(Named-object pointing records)
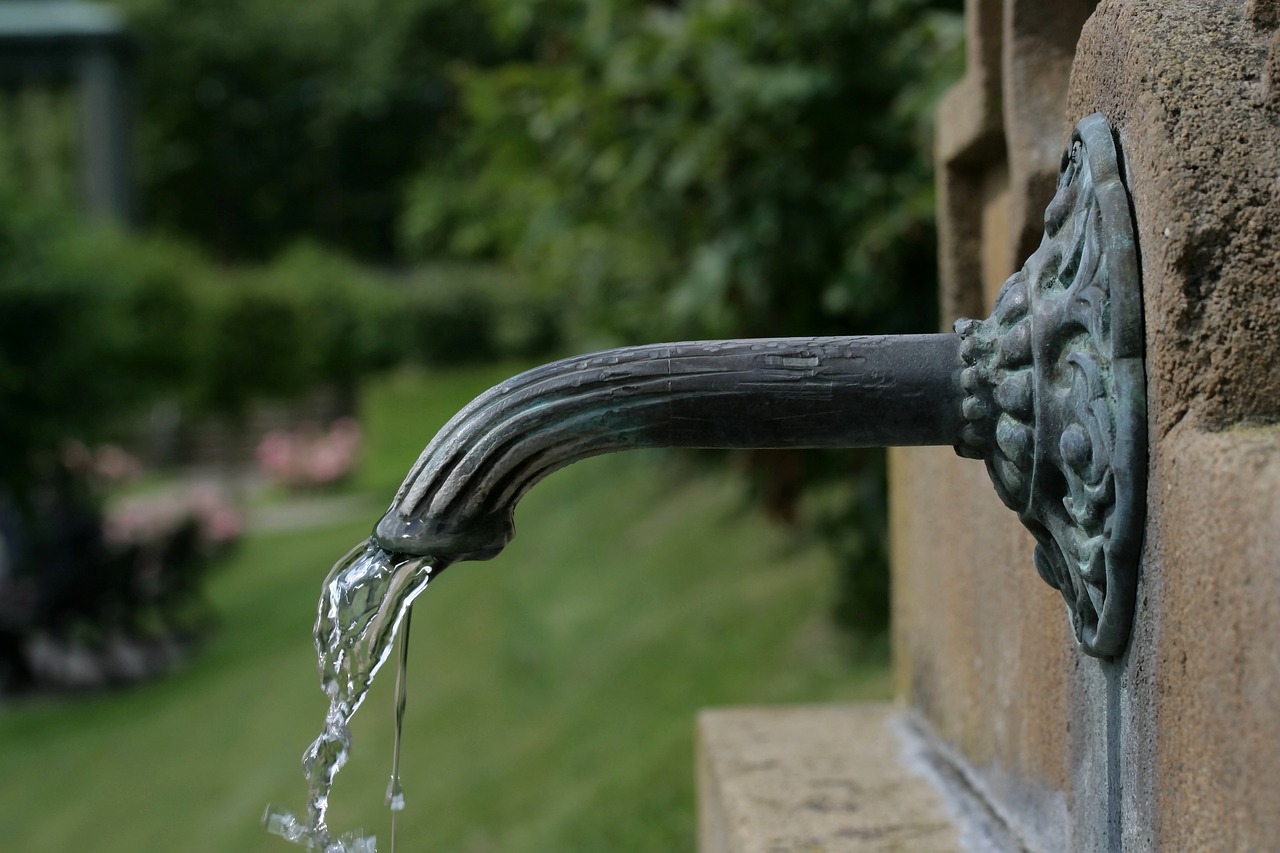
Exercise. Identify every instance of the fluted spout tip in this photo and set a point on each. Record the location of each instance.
(475, 538)
(458, 498)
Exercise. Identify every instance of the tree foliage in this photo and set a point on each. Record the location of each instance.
(266, 121)
(704, 168)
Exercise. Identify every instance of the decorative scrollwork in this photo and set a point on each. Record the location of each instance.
(1055, 396)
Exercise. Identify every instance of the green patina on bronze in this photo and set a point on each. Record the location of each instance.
(1056, 393)
(1048, 391)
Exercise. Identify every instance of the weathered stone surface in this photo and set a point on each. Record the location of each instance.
(1184, 90)
(822, 779)
(1175, 746)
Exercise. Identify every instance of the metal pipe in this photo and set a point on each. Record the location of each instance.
(1048, 391)
(458, 497)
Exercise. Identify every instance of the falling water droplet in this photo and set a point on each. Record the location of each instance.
(362, 606)
(394, 789)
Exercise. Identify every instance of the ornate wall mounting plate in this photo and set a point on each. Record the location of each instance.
(1048, 391)
(1056, 397)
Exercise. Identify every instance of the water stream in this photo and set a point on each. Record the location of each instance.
(365, 602)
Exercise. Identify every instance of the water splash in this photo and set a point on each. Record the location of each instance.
(394, 789)
(362, 606)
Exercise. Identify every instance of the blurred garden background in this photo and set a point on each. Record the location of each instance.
(343, 220)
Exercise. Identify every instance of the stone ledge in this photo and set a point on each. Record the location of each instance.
(814, 779)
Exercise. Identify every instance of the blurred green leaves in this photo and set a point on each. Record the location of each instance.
(707, 168)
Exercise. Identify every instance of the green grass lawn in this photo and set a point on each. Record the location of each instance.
(552, 690)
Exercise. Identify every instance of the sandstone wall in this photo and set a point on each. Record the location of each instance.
(1175, 746)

## Goal
Write out the entries above word for word. Do not include the pictures.

## Result of this task
Exercise. Identify every instance of the fluted spout tip in this photo and set a point on each. Record the location of each instance.
(475, 538)
(458, 498)
Exercise. Identify every instance of the tree foliage in this photo and set a point on each. Record the location of each instance.
(266, 121)
(704, 168)
Exercise. Identify every instance of the decorative scrollwork in this photo and set a point on each. Record the location of each instance.
(1055, 396)
Exercise. Identify every instance of the green patina on bronze in this photo and set a point on each. Record the location of each instance.
(1056, 393)
(1048, 391)
Exercise. Identify every instance of the weathered stone surface in this photo and set a point on each. Record the location of each instance.
(1184, 90)
(822, 779)
(1175, 746)
Exercise. Identify every instance of the metal pipe in this photo and set a point on each. Record the location of each instance.
(1048, 391)
(458, 497)
Exercise. Identify every instance of the falling water droplet in this photo and set a point on each. Record the location of each instance.
(362, 606)
(394, 789)
Exercise. Identify every instance of the ornate wall mounting plate in this photo and set a point on each. Record the location of each instance.
(1048, 391)
(1056, 397)
Exercise. Identify every instance of the water stream in this photo and set a point on each. Record the location of each instance.
(365, 602)
Exercise. Identify every instance of the water splash in this photo and set a point on each. Record the location of each instance.
(394, 789)
(362, 606)
Exercise. Identify every instance of the blurred garden background in this photo and set a point on each. Record the location of each instance.
(343, 220)
Exercise. Identify every instance of the stone ledge in this photo and set a point on each. Record the location of each instance.
(814, 779)
Exercise. Identify every instance of the blurred green leaves in this photo and set a point on each. Record the location of each instance.
(707, 168)
Exercise. Identify every instance of the green grass lawn in this photo and set a point on each. Record the location of each instance.
(552, 690)
Exercise. Identify every instance of the sandstone wall in this photo and set a point on each. Record the location of each instance.
(1175, 746)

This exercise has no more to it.